Problem 1: From the rows, copy word for word the lines starting with the line containing "every visible covered" and going on through the line containing "top-left (150, 42), bottom-right (521, 245)", including both of those lines.

Selected text:
-*-*-

I have a son who would do well in any archery division "300`s with 60 x`s in release division sometimes" he has many state 1st place awards to prove it and does have a hoyt olmypic recurve, and 2 custom black widow bows made for him. but here`s the thing his daddy "me" can`t afford to send him to learn and shoot olmypic recurve division all over the world and I am sure there are many American archer`s that have the same money problems here in the U.S.A. the compound bow is dominant and will remain there, competition is tuff in the compound release division and all the rest of the divisions have very few archers competing in comparison . compound bow-release division just makes since for future olympics


----------



## Atilliator. (Aug 24, 2016)

I don't like two wheel drives.


----------



## Atilliator. (Aug 24, 2016)

If those handbows are allowed with release aids, crossbows should be allowed to, they are the same thing but the two wheel drives are more complicated and harder to use.


----------



## Atilliator. (Aug 24, 2016)

compared to recurve crossbows ofcourse.


----------



## Pete53 (Dec 5, 2011)

well just maybe x-bows should be allowed also in the Olympics in their own class too ?


----------



## whiz-Oz (Jul 19, 2007)

Every Olympics, the same old "Compounds should be in the Olympics" threads start up. 

These threads are always started by people who have no idea how the Olympics works. (Here's a hint. Find out.)
They are the same people who have no method of influencing the decision and have not bothered to see how long this movement has been there. 
Once they find out that, they look at what other sports have been included SINCE the push has been there. 

Have a look at what other sports have been included lately and will feature in the 2020 Olympics. 

There is pretty much nobody except a tiny minority of people who want to see compound in the Olympics. Until the general public want to ahead of other sports, it will never happen. 

There is absolutely no money to be made for the IOC in including another sport which has virtually no market value to a paying TV station or network. 

If archery was ever going to be a huge sport, it's had at least 50,000 years to become one. It's pretty safe to say that it won't ever be. 

The only reason that "Compound in the Olympics" threads turn up exclusively in archery forums is because nobody else cares. Compound archers are apparently unable to realise that they are the only people who do and that they're up against larger, better funded sports with a huge potential audience that the IOC can market the televised participation to. 

The biggest issue that archery has is that everyone who has never done it, takes for granted that they could do it. They've grown up with TV and Movies showing that everyone who picks up a bow is incredibly good. 

So there's no understanding of the challenge for the vast majority of people. 

Every single aspect about archery and compound in general, as well as history shows that there is pretty much no hope EVER of seeing it in the Olympics. 

Every single argument, suggestion, reason and appeal that I've ever seen runs up against the same overwhelming issue:

99.99 percent of the general public finds archery boring. It's a minority sport and compared to recurve archery around the world, compound is even smaller. 

Fix those issues and you might see compound in the Olympics. 
But I doubt it.


----------



## Pete53 (Dec 5, 2011)

-*-*-

Dataset excerpts:

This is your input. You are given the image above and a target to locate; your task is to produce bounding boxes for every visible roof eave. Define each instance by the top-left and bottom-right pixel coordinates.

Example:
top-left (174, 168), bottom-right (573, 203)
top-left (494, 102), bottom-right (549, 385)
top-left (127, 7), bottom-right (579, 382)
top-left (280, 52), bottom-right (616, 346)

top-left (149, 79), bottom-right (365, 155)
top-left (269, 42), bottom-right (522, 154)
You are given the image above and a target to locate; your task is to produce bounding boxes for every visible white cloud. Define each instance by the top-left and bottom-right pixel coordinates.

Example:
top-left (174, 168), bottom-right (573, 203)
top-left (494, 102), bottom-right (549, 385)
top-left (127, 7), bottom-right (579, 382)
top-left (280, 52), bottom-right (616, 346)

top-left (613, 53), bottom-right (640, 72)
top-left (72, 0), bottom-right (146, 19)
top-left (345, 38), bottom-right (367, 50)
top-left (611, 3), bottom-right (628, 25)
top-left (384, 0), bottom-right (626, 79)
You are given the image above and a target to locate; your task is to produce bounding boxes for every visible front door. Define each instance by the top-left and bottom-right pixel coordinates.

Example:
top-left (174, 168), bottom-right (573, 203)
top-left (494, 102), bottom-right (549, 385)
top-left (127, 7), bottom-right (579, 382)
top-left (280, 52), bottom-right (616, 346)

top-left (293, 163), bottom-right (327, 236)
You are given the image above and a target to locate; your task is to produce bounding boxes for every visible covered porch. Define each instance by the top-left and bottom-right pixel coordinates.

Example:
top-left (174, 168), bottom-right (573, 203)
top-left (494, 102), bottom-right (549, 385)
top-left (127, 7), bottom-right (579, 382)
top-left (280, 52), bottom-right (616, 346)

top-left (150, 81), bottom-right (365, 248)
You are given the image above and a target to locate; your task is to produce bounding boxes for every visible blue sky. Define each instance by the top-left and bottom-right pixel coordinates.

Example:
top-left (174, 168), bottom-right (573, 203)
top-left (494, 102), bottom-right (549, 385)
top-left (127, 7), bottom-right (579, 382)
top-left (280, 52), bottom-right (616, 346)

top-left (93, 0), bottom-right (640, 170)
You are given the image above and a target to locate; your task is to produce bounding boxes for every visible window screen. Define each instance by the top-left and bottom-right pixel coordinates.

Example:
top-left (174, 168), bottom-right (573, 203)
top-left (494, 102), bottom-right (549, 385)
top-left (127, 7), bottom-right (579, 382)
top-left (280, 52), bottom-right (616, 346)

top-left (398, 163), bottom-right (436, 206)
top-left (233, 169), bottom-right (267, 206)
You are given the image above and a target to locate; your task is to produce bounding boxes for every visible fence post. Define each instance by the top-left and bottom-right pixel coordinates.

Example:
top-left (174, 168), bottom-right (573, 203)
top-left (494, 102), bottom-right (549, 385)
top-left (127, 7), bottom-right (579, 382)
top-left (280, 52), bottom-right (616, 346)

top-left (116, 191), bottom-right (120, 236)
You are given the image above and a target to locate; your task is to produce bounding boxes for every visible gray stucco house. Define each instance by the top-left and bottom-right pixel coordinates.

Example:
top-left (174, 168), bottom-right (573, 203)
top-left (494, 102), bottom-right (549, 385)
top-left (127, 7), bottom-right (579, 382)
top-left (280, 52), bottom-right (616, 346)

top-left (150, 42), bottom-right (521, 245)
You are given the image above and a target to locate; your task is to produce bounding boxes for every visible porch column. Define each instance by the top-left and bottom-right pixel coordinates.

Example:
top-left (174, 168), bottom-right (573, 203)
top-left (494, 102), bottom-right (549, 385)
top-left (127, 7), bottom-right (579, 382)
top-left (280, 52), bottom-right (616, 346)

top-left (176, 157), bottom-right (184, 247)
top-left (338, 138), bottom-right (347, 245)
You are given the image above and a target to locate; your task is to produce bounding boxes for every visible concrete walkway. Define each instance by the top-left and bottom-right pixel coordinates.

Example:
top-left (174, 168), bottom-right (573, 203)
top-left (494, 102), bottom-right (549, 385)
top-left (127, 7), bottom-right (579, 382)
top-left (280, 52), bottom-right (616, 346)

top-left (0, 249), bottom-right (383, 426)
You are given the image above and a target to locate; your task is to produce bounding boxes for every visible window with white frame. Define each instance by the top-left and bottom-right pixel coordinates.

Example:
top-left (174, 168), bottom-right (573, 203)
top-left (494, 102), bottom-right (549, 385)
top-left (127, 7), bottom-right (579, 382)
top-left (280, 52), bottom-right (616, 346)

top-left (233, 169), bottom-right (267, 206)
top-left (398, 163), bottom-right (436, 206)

-*-*-

Problem 2: In the forum thread on compound bows and the Olympics, what share of the general public does whiz-Oz say finds archery boring?

Final answer 1:
You are given the image above and a target to locate; your task is to produce bounding boxes for every visible covered porch. Define each instance by the top-left and bottom-right pixel coordinates.

Example:
top-left (174, 168), bottom-right (573, 203)
top-left (494, 102), bottom-right (549, 385)
top-left (127, 7), bottom-right (579, 382)
top-left (280, 52), bottom-right (616, 346)

top-left (150, 81), bottom-right (365, 248)
You are given the image above and a target to locate; your task is to produce bounding boxes for every visible blue sky. Define each instance by the top-left and bottom-right pixel coordinates.

Example:
top-left (174, 168), bottom-right (573, 203)
top-left (494, 102), bottom-right (549, 385)
top-left (127, 7), bottom-right (579, 382)
top-left (280, 52), bottom-right (616, 346)

top-left (93, 0), bottom-right (640, 170)
You are given the image above and a target to locate; your task is to produce bounding boxes for every visible window screen. Define each instance by the top-left and bottom-right pixel coordinates.

Example:
top-left (174, 168), bottom-right (573, 203)
top-left (494, 102), bottom-right (549, 385)
top-left (127, 7), bottom-right (579, 382)
top-left (280, 52), bottom-right (616, 346)

top-left (398, 163), bottom-right (436, 206)
top-left (233, 169), bottom-right (267, 206)
You are given the image above and a target to locate; your task is to produce bounding boxes for every visible fence post. Define each instance by the top-left and bottom-right pixel coordinates.

Example:
top-left (174, 168), bottom-right (573, 203)
top-left (494, 102), bottom-right (549, 385)
top-left (127, 7), bottom-right (579, 382)
top-left (280, 52), bottom-right (616, 346)

top-left (116, 191), bottom-right (120, 236)
You are given the image above and a target to locate; your task is to produce bounding boxes for every visible gray stucco house. Define each instance by the top-left and bottom-right pixel coordinates.

Example:
top-left (174, 168), bottom-right (573, 203)
top-left (494, 102), bottom-right (549, 385)
top-left (127, 7), bottom-right (579, 382)
top-left (280, 52), bottom-right (616, 346)

top-left (150, 42), bottom-right (521, 245)

Final answer 2: 99.99 percent